Whenever a line in the records below holds the string "orange", copy it out.

(Saved entries)
*** Block opens ***
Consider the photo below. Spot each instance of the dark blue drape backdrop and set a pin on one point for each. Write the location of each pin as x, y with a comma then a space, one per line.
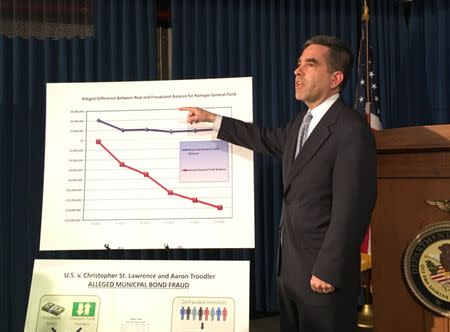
123, 49
211, 38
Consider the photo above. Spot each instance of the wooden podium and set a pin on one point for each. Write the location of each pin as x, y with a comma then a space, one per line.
413, 166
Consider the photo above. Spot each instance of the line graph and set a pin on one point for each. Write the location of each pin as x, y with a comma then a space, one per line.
189, 172
146, 175
124, 168
170, 131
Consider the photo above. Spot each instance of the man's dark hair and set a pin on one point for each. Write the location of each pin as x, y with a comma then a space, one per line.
340, 57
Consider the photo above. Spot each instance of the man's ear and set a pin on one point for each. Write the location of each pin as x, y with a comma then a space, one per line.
337, 79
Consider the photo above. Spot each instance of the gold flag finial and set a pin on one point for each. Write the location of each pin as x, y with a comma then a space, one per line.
365, 15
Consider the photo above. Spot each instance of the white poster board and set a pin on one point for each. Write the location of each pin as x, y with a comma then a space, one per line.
123, 168
138, 296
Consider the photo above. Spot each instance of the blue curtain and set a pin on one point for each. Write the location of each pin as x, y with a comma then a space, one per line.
263, 38
211, 38
123, 49
412, 50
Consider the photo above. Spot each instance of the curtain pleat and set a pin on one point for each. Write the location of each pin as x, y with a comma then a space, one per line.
211, 38
122, 49
263, 39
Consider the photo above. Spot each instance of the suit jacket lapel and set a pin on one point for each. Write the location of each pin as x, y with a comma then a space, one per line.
319, 135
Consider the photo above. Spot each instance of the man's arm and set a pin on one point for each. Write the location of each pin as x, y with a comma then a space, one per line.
248, 135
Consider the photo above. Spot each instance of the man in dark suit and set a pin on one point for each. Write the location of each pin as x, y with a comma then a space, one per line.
329, 180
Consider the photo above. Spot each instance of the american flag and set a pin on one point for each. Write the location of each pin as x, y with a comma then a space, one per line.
367, 100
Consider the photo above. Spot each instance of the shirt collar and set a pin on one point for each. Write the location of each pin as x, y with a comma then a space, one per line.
319, 111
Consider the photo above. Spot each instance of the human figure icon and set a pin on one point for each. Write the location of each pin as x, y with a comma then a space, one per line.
224, 314
218, 313
188, 313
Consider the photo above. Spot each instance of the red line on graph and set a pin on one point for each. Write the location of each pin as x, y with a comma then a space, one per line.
145, 174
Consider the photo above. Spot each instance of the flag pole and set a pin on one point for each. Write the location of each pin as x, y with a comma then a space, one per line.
365, 18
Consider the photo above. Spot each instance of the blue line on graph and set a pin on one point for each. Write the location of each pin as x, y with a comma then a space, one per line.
170, 131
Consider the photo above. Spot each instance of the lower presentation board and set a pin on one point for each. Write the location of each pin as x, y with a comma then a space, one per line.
138, 296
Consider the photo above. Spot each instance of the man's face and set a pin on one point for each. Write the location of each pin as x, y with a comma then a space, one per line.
313, 82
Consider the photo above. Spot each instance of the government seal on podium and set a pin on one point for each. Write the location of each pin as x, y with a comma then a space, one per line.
426, 267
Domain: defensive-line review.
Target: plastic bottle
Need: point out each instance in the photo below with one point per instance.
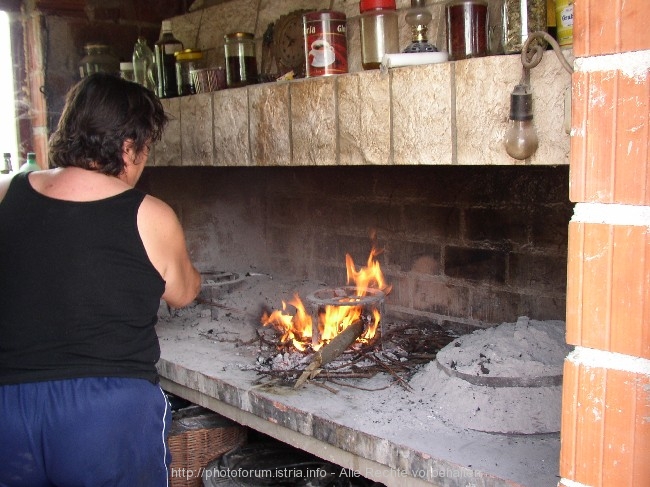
(144, 65)
(30, 164)
(7, 163)
(379, 31)
(165, 50)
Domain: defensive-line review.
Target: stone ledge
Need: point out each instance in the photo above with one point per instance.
(409, 449)
(453, 113)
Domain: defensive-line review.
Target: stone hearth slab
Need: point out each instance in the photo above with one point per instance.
(387, 434)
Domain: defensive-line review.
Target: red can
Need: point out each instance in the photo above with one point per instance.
(326, 45)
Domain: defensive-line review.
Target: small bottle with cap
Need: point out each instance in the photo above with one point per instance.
(30, 164)
(379, 31)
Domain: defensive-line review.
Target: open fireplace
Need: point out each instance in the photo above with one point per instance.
(464, 249)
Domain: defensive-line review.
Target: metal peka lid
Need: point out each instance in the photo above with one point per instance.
(365, 5)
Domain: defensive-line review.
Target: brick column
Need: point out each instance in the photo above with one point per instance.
(605, 438)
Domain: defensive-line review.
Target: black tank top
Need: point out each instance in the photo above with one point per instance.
(79, 296)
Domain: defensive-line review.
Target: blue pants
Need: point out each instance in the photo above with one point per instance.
(84, 432)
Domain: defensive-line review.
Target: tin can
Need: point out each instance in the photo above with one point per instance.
(241, 64)
(326, 46)
(564, 22)
(467, 28)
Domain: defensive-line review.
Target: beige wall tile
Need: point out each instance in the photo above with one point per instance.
(313, 121)
(421, 106)
(197, 143)
(167, 152)
(269, 122)
(364, 119)
(231, 137)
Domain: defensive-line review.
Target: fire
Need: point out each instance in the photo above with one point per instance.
(297, 328)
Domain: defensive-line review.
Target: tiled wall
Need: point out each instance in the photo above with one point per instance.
(606, 399)
(448, 113)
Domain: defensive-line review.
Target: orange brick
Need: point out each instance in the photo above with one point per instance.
(608, 288)
(605, 426)
(609, 161)
(609, 27)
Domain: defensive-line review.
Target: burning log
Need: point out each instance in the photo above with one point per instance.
(330, 351)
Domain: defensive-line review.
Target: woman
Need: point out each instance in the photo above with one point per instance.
(84, 261)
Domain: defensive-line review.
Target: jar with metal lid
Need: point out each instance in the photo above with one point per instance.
(326, 47)
(187, 61)
(467, 28)
(520, 18)
(379, 31)
(99, 58)
(241, 63)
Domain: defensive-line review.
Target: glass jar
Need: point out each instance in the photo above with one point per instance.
(187, 61)
(99, 58)
(126, 71)
(467, 29)
(379, 31)
(164, 50)
(520, 18)
(241, 64)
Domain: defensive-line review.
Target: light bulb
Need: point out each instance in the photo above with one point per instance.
(521, 137)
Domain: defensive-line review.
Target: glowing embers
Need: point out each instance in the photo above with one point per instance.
(333, 310)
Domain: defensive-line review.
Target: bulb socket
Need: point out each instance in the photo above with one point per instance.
(521, 103)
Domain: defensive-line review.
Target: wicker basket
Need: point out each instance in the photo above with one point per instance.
(197, 437)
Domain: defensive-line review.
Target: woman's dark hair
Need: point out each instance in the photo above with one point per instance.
(101, 112)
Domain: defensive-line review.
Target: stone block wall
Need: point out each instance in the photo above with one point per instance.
(463, 246)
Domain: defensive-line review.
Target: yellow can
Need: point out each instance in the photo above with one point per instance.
(564, 22)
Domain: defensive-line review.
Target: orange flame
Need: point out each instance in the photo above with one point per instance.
(332, 319)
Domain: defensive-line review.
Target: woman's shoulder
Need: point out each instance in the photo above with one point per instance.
(5, 182)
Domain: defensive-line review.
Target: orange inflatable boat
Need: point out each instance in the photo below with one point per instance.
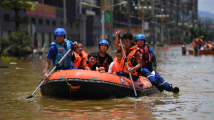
(93, 84)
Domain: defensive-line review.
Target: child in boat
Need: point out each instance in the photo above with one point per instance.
(133, 57)
(57, 50)
(92, 60)
(115, 65)
(104, 59)
(80, 57)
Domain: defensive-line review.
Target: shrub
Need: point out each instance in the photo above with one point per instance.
(19, 41)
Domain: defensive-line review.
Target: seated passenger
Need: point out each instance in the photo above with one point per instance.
(134, 57)
(104, 59)
(80, 57)
(115, 65)
(91, 63)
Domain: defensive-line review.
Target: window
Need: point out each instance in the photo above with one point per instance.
(33, 20)
(48, 22)
(54, 23)
(77, 25)
(40, 21)
(6, 17)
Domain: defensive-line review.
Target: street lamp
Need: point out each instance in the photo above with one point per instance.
(162, 17)
(103, 9)
(141, 9)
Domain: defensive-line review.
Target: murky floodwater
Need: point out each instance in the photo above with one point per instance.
(195, 100)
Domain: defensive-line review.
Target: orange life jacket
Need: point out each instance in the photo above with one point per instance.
(116, 66)
(130, 58)
(198, 41)
(79, 61)
(105, 64)
(192, 45)
(146, 54)
(209, 46)
(87, 66)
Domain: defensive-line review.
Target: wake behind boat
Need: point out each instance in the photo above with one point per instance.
(93, 84)
(201, 52)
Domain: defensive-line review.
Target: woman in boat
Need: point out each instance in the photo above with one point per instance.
(80, 57)
(92, 60)
(104, 59)
(57, 50)
(115, 65)
(134, 57)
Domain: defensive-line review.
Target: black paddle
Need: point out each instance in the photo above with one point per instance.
(51, 72)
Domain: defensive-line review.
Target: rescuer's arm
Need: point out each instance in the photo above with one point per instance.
(138, 60)
(47, 64)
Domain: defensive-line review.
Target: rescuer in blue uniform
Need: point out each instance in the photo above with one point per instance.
(149, 66)
(57, 50)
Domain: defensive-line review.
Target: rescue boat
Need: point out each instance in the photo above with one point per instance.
(202, 52)
(93, 84)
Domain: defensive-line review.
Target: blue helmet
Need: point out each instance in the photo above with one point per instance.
(140, 36)
(59, 31)
(104, 42)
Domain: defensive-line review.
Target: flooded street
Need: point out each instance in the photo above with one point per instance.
(194, 75)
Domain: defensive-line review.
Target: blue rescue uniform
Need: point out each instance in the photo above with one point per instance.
(56, 52)
(146, 71)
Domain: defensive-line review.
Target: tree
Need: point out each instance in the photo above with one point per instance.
(16, 6)
(19, 43)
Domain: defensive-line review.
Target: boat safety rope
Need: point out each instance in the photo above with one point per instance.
(70, 86)
(163, 82)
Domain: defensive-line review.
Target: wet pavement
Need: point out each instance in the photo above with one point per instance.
(194, 75)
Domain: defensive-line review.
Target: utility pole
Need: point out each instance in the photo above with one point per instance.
(0, 40)
(111, 27)
(64, 15)
(128, 15)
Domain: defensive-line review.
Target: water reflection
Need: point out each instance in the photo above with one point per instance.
(192, 74)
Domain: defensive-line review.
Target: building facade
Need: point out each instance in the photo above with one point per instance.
(81, 22)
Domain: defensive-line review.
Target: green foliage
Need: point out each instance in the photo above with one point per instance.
(4, 43)
(187, 39)
(7, 58)
(20, 42)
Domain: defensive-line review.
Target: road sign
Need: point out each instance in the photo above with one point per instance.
(31, 29)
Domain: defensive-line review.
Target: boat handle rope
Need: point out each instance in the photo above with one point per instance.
*** Block closes ***
- _Exercise answer_:
Target: orange brick
Target: orange flame
Target: orange inflatable boat
Target: orange life jacket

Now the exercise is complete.